#### TASK GOAL:
Extract every entry word for word. Skip the pictures.

#### MATERIAL FOR THE TASK:
__________________________________________________

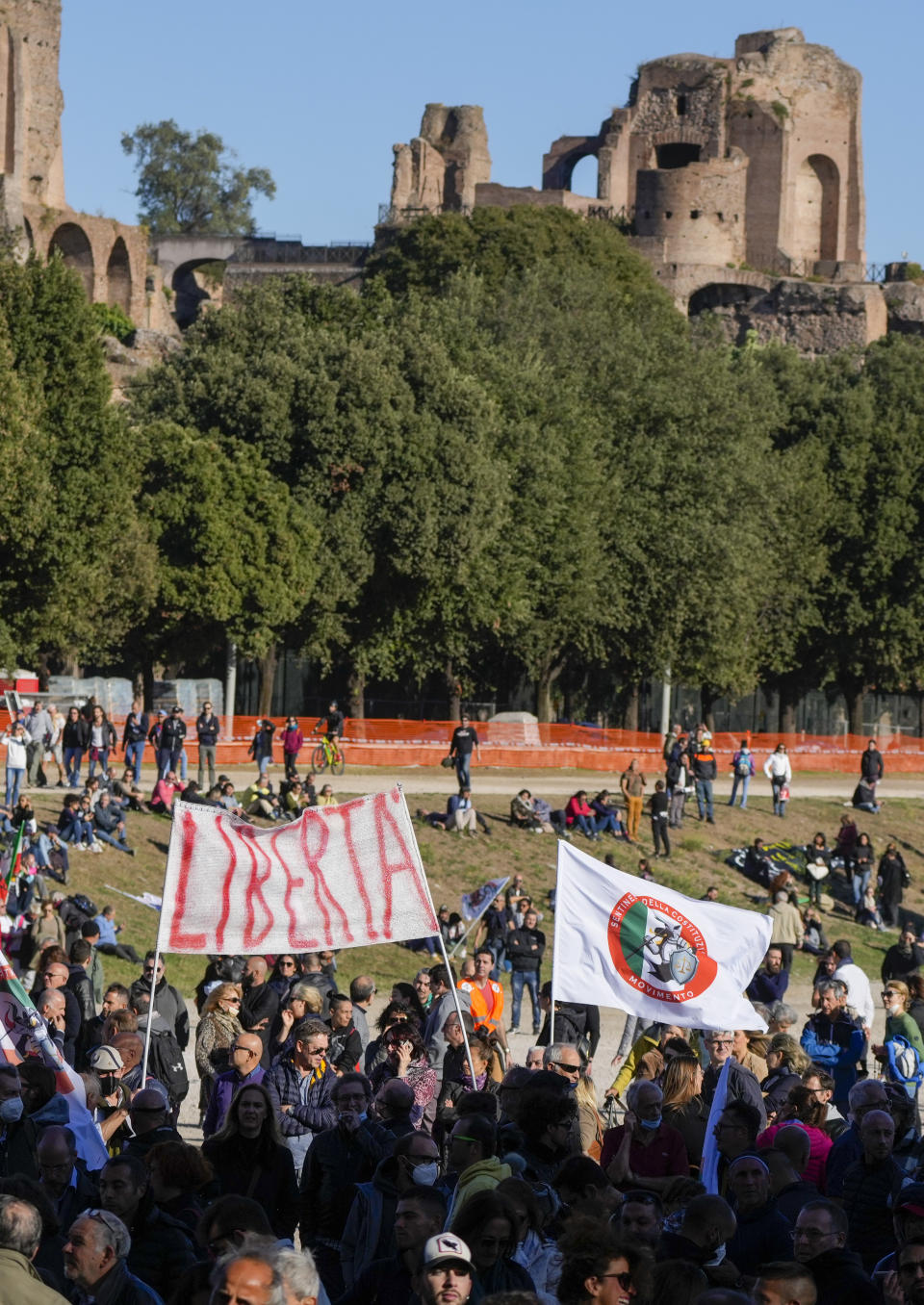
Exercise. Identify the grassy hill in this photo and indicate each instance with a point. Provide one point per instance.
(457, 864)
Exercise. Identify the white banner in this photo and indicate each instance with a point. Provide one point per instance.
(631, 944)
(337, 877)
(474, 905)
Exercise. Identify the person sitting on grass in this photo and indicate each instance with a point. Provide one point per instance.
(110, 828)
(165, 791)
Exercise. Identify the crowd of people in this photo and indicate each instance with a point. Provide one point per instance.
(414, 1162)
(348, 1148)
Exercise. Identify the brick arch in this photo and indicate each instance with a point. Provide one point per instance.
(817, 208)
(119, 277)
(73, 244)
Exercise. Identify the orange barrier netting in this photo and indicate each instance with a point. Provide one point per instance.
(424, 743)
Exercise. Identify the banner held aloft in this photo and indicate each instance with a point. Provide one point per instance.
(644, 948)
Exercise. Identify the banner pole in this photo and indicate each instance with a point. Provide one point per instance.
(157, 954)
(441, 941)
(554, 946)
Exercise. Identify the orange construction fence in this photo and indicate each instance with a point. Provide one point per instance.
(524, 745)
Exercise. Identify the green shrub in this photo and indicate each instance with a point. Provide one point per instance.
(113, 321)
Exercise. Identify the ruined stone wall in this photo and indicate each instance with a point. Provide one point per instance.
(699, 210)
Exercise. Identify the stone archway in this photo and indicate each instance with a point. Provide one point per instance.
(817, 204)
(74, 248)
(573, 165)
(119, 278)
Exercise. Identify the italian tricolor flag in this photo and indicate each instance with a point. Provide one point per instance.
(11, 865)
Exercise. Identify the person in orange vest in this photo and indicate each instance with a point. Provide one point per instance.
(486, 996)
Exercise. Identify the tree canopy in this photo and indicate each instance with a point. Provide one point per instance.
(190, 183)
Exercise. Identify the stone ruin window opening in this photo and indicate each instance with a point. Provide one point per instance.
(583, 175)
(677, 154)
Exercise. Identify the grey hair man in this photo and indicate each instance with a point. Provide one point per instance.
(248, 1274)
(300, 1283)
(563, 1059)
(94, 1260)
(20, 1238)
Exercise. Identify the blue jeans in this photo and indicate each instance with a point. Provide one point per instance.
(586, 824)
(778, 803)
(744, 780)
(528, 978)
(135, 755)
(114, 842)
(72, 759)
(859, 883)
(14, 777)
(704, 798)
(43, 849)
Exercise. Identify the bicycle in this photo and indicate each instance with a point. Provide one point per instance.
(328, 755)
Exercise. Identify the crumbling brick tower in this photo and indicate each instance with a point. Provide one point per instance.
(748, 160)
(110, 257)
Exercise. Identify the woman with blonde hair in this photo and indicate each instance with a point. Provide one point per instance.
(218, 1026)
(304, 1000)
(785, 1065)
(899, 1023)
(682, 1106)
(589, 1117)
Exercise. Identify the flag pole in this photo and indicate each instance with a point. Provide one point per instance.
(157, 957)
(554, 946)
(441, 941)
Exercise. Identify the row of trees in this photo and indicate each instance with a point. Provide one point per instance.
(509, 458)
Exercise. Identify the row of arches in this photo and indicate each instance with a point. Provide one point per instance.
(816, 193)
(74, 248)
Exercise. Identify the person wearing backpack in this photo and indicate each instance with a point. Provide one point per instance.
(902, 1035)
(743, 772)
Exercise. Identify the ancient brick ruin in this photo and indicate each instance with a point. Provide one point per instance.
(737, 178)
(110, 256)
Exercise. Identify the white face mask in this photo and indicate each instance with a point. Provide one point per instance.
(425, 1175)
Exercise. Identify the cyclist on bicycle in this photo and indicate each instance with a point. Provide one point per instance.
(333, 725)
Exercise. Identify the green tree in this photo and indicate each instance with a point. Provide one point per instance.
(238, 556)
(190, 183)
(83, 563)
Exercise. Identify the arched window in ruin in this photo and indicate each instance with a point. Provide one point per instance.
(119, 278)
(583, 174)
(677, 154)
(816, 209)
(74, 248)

__________________________________________________

#### TASK RESPONSE:
Exercise. Identify the grassy hill in this photo and indicate each instance with a point. Provide one point per instance.
(457, 864)
Exercise. Identify the white banner in this photo and indicate each instance with a point. Provide one point per instance.
(631, 944)
(337, 877)
(474, 905)
Exercise. Identify the person sitting on grass in this photo and indicate each instance with a point. Provide one point per instance.
(110, 828)
(165, 791)
Exercise. Identify the crowd of people in this photo and indicate each instance with a point. Provide one point per instance.
(414, 1162)
(348, 1148)
Exercise. Identify the brick arch in this photo and indicate each instance with a point. Provide one point per instance.
(817, 208)
(119, 277)
(73, 244)
Exercise. Identify the orange barrier netting in this photo and indicate each instance with a point. Provide one point per instance.
(424, 743)
Exercise. Identify the banner held aloft in this photo and indicate each instance with a point. Provide one point per instance.
(644, 948)
Exercise. Identify the banner pole in this photo and indicate each instance with a point. Provide one point per instance.
(157, 954)
(441, 941)
(554, 946)
Exercise. Identify the orange construction fence in this photo and indicate each instance with a point. Provide one point per instance.
(524, 745)
Exercise. Identify the green shrub in this photo and indicate each instance with a point. Provide one point per instance.
(113, 321)
Exercise. Identify the ruined stone wall in this photo and indicate each instance with a point. Provide one point per instance.
(699, 210)
Exercise. Identify the stone archway in this photo and indicate each instance with a point. Provide one point per instance.
(817, 204)
(74, 248)
(573, 165)
(119, 278)
Exercise. Identify the italian tricolor flag in this photo and indicate each instance with a point. Provide one point per instance.
(11, 865)
Exercise. Identify the person in orange vest in this photo and indicate each instance with a point. Provide one point per instance.
(486, 996)
Exercise. Identify the tree canopy in this photo and indicate each instance with a point. Provide one point per instance.
(190, 183)
Exercise. Identify the stone ruin window opening in this photo and indicate each instance with a point. Provide one point per instance.
(583, 175)
(677, 154)
Exercise. Identify the grey hair man in this photo and indicate each instance with a point. Provide one point per instance.
(248, 1274)
(300, 1283)
(563, 1059)
(94, 1260)
(20, 1238)
Exercise. Identify the blue jeans in this photo and indicate each instance with a point. Provide one point per instance.
(586, 824)
(778, 803)
(744, 780)
(528, 978)
(135, 755)
(114, 842)
(72, 759)
(859, 883)
(14, 777)
(704, 798)
(43, 849)
Exercise. Identify the bicycle in this photo and indicate each instance with a point. Provide one point per instance.
(328, 755)
Exercise. Identify the crumbling brick tower in this photo and indicate each instance with a point. Provide one point per instance.
(748, 160)
(110, 257)
Exercise. Identify the woman with blonde hair in this photo and indicate each instance with a point. Provide one point per instance.
(218, 1026)
(304, 1000)
(785, 1065)
(899, 1023)
(682, 1106)
(589, 1117)
Exercise. Identify the flag pole in this photo and indicate each instance with a point. Provide one point per instance.
(157, 957)
(554, 946)
(441, 941)
Exercise. Identify the row of trees in this photo and indicate each instance with a point. Provide one point per instance.
(509, 458)
Exercise. Identify the row of arches in this photo and indicate each instance with a point. Provide one point per instance.
(816, 193)
(74, 248)
Exercise. Identify the person wearing backpack in this photo and indicate each instance with a point. Provide one point per instance.
(902, 1035)
(743, 772)
Exercise. Identify the ancient brick ruin in this photo and indicate each instance with a point. Provide one point per instance.
(737, 178)
(110, 256)
Exercise. Identify the white face mask in this photo and indicate each instance with a point. Provide one point per instance.
(425, 1175)
Exercise. Identify the cyclist on bicycle in this photo and indicate each instance with a point. Provide one point per instance.
(333, 725)
Exercise. Identify the green tree in this photo and indicate each instance with a point. Provide one point per instance.
(238, 556)
(190, 183)
(83, 563)
Exercise. Identify the arched window in ruin in this photo and indicate each instance with a point. Provide one point per instance.
(119, 278)
(583, 174)
(677, 154)
(816, 209)
(74, 248)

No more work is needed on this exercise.